## Page excerpt
Table 2, Table 3 and Table 4 show the dimensional changes with when relative humidity was changed either from 65% to 85% or 65% to 35%, along with the thickness swelling of specimens. The specimens made with 60 min steam-pretreated particles showed the least change with changes of relative humidity in both the 65% to 85% and 65% to 35% samples. Also, specimens made with 60 min steam-pretreated particles showed the lowest swelling rate in the thickness swelling evaluation after 24 h immersion. The specimens demonstrated a gradual decrease in the change rate when there was an increase of steam pretreatment duration, against changes of relative humidity and thickness swelling. Through the Tukey test, it was shown that the dimensional stability and thickness swelling of specimens was significantly improved with steam pretreatment. However, the strength of steam-pretreated specimens against water is still relatively poor compared to specimens formed with 10% urea–formaldehyde.

## Data segment
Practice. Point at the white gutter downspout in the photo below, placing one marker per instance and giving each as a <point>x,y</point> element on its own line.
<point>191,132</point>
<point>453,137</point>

## What you will do
Can you pick up the excerpt on the dimensional stability of steam-pretreated specimens and continue it past its last sentence? The listing comes from a separate source.

## Response to the task
3.3. Mechanical Strength Properties

Table 5 shows the mechanical strength properties of specimens. Specimens made with 60 min steam-pretreated particles showed the highest mechanical strength among steam-pretreated specimens, in terms of both internal bond strength and modulus of rupture. The specimens made with 60 min steam-pretreated particles were significantly stronger than untreated specimens. However, the strength is relatively poor when compared to panels made with 10% urea–formaldehyde.

4. Discussion

Acid is released from lignocellulosic materials during steam pretreatment [14]. This acid can partially hydrolyze the cell wall components, especially the short chain carbohydrates, such as hemicelluloses and starch. The hemicellulose and starch content decrease with the increase of steam pretreatment. Hence, steam pretreatment helps in increasing the ratio of cellulose and lignin.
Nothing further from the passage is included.